# Given request
Answer these from the Origin piece below:
1. What are the "gladiators" nourishing themselves on nowadays?
2. Which network granted hosting duties to Karl Stefanovic?
3. In what year was the inaugural game in which Arthur Beetson landed a blow on Michael Cronin?

# Excerpt to read

## START

Nowadays the only thing these ‘gladiators’ are nourishing themselves on is coconut water and their own reflection. We don’t even get updates on-the-hour from the local constabulary any more. Jesus wept.

Even Origin’s qualities as a hotbed of antagonistic pre-match panto have perished. Verbal warfare has been replaced with blokes singing K-Pop, and the grumpy microwave-safe coaches of yesteryear substituted with retired hippies and fruit providores.

It’s an unavoidable tragedy, and what for? Solely to kowtow to the ‘lawyers’ and a suite of grass-fed bed-wetters who have never watched the game, and never will. Its PC gone MAD. Seriously, a little bit of chronic traumatic encephalopathy never hurt anybody, did it? I’ve never had it in my kidneys, have you?

Basically, the only thing that isn’t terminal about Origin is the ratings. This is a credit to the resilience of the concept considering the retirement of so many superstars in recent years, not to mention Channel Nine’s decision to grant hosting duties to Karl Stefanovic.


Such is Origin’s appeal to eyeballs, if you’ve lost a loved one in this great country of ours, there’s a one-in-twenty chance of finding them in front of a television on Origin night, most likely crushed to death under a pile of gambling ads.

This breathtaking pulling power is why the host broadcaster is given carte blanche to do whatever they hell they want: late kick-off times, gratuitous ad breaks, and as much blended promotion as their commercial heart desires.

It’s commonly accepted that when Arthur Beetson landed that fateful blow upon his Eels teammate Michael Cronin in the inaugural game in 1980, EVERYONE immediately agreed – this would look terrific cross-promoted with Lego Masters. And here, a long-term partnership of mutual self-interest was formed.

## END

[Excerpts from a location annotation dataset]
## START

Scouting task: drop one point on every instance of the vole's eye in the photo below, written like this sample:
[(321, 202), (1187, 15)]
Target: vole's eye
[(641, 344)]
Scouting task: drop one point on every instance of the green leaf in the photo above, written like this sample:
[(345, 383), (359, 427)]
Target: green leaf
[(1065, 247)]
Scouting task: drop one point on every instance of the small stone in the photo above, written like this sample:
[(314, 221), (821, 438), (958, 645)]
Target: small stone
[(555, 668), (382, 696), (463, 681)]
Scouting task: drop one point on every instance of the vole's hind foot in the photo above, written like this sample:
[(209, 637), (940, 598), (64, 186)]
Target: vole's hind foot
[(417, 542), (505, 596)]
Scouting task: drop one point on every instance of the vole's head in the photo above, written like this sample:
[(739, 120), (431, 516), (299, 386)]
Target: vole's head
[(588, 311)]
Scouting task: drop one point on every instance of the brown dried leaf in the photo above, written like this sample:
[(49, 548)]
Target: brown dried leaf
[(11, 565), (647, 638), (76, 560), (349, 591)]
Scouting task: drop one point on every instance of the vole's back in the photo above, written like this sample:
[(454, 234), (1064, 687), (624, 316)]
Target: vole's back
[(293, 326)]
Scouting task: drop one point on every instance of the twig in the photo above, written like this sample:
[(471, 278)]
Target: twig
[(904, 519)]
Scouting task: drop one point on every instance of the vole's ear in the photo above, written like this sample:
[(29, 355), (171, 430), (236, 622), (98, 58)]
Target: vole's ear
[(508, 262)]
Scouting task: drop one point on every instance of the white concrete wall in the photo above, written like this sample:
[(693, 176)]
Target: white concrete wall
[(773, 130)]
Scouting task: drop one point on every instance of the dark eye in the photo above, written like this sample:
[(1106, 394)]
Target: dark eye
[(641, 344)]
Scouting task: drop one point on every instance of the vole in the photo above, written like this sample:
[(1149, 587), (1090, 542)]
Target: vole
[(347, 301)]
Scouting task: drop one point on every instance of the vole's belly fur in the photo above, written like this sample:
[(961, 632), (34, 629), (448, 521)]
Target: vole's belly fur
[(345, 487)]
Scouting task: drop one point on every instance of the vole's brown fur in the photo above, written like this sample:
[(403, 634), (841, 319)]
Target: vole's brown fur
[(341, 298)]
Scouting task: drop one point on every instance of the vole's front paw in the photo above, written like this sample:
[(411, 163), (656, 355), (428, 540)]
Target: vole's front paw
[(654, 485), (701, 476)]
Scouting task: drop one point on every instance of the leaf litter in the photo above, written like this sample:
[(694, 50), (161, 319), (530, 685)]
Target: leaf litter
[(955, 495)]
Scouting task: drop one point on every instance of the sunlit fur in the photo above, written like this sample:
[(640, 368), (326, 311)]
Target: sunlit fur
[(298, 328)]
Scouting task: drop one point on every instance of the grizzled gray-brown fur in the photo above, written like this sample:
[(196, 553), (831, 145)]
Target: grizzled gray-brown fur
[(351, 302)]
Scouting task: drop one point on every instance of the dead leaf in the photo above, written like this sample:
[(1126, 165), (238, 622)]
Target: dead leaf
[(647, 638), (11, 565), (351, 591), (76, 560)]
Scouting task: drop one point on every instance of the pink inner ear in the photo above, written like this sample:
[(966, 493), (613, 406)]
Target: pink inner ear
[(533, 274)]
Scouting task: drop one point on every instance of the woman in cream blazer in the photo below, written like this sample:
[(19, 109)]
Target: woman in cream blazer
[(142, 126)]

## END

# Answer below
1. Coconut water and their own reflection.
2. Channel Nine.
3. 1980.